Document extract Start Marker

Atlantic, How Obama Now 'Owns Syria'; The far-ranging implications of the president's decision to provide arms to anti-Assad rebels, Michael Hirsch, June 14, 2014. As he has done all along, Barack Obama is edging his way up to the precipice in Syria, and even now the president very much does not want to jump in--not into America's third major war in the past decade. Even while announcing what was billed as a major shift of policy Thursday, Obama signaled that he is unwilling to put American boots on the ground or even to be seen as taking the lead in the conflict in Syria. Judging from the latest signals from the White House, Obama wants the newly announced U.S. military aid to the Syrian rebels to be kept to a stringent minimum, and he wants it to be seen as part of a broader Western aid effort. The issue now is whether the president is deluding himself that he can limit involvement that way. "In a sense, Obama owns Syria now," says Joshua Landis, a highly regarded Syria expert at the University of Oklahoma. "I presume he'll try to go in toe by toe.... But he has to decide what his objectives are, which he hasn't. Does he want to provide just enough arms to keep the status quo and divide Syria in two? Does he want to give them enough to take Damascus and drive the Alawites [President Bashar al-Assad's ruling sect] into the mountains? Does he want he want to see them take over the entire country?"
FireDogLake, Uncle Sam = Big Brother? U.S. Rep. Alan Grayson, right, June 14, 2013. In George Orwell’s novel 1984, “Big Brother” is the dictator of Oceania. No one knows whether Big Brother is a real person, or simply the personification of the dictatorship. Big Brother spies on every citizen through “telescreens.” Everyone is reminded constantly, “Big Brother is Watching You.” Let’s compare that to the recent revelations about the Orwellian-named National Security Agency (NSA), an arm of the U.S. Department of Defense. The NSA has not denied that it is collecting call records on every America. On the contrary, the NSA sees nothing wrong with it. I see three fundamental problems with this:
1.This is worse than the proverbial “fishing expedition”; this is like putting the entire ocean through a sieve. It makes a mockery of the Fourth Amendment’s requirement that government searches be “particular.”
2.This assumes not only that everyone is guilty until proven innocent, but that everyone is guilty. The Fourth Amendment limits searches to cases of “probable cause,” meaning that a prudent and cautious person would reasonably believe that the search will yield evidence of a crime. Obviously, most phone records have absolutely nothing to do with the commission of any crime.
3.Providing this information to the Department of Defense violates the fundamental principle that our military does not operate on American soil, against American citizens. That principle has been embodied in law since the 1870s. From this perspective, providing this personal call record information to DoD is no different from providing it to the CIA – another agency that is not allowed to operate on US soil.

Document extract End Marker
Material supplied Start Marker

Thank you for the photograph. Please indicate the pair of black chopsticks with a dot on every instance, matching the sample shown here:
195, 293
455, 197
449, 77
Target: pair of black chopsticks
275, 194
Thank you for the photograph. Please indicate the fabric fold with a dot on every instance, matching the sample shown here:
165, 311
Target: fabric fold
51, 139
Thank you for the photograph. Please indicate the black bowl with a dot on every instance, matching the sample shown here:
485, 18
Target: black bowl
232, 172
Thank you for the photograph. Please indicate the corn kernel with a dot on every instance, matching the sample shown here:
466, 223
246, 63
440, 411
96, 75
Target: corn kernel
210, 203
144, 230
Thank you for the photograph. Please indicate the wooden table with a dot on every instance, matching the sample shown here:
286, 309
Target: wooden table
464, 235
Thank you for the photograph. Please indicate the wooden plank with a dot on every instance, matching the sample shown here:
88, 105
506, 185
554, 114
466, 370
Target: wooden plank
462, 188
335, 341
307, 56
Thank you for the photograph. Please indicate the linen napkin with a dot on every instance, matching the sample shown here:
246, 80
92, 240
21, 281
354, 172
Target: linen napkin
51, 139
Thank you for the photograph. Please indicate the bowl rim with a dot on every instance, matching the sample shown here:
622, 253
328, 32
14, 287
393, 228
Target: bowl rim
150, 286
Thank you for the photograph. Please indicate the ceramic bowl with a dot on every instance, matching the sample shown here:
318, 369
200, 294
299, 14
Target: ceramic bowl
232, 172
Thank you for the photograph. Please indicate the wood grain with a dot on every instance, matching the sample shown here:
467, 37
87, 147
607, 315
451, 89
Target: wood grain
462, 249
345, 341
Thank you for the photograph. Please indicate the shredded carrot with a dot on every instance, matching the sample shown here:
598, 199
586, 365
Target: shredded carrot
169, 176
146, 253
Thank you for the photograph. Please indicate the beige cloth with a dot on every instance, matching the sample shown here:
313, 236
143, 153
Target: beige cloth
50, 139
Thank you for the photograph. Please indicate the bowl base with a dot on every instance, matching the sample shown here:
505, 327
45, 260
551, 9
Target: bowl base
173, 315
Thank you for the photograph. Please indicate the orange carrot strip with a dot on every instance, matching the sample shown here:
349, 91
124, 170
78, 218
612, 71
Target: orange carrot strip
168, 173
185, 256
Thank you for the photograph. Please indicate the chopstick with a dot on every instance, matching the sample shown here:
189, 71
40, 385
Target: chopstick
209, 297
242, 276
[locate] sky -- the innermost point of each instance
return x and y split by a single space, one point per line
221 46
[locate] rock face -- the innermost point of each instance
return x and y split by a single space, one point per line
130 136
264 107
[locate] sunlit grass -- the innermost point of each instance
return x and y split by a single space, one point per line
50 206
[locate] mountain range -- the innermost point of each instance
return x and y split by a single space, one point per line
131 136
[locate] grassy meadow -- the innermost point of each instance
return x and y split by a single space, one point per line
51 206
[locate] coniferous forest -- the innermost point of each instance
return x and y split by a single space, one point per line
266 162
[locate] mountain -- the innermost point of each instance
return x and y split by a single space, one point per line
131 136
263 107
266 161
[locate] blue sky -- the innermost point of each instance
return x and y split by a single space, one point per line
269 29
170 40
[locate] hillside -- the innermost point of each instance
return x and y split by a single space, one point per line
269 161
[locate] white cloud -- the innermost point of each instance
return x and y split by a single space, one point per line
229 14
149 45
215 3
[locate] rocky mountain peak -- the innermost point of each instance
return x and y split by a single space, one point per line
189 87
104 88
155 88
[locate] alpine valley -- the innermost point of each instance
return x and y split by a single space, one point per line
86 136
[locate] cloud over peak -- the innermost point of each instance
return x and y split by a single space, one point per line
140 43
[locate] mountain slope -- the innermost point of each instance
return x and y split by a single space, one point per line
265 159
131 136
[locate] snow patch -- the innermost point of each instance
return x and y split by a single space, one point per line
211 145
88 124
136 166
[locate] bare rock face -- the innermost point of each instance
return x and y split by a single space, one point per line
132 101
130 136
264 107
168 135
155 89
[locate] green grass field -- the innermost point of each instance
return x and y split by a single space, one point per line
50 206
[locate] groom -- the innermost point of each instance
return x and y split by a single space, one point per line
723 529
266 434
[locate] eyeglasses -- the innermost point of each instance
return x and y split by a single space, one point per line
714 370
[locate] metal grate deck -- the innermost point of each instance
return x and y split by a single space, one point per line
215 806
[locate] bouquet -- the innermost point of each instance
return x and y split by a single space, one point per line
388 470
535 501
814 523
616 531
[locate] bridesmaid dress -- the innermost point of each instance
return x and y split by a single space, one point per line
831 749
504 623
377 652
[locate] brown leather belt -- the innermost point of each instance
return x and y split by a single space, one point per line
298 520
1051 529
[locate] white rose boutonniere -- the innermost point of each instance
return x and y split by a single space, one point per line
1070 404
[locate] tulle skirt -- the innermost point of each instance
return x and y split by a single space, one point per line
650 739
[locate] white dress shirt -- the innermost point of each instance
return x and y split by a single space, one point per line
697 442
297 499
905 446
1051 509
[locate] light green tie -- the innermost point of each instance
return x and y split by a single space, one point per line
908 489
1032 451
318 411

Material supplied End Marker

About this exercise: From the news excerpts, copy the part that opens with the words containing "3.Providing this information" and closes with "on US soil.", putting "Pentagon" in place of "Department of Defense".

Answer area:
3.Providing this information to the Pentagon violates the fundamental principle that our military does not operate on American soil, against American citizens. That principle has been embodied in law since the 1870s. From this perspective, providing this personal call record information to DoD is no different from providing it to the CIA – another agency that is not allowed to operate on US soil.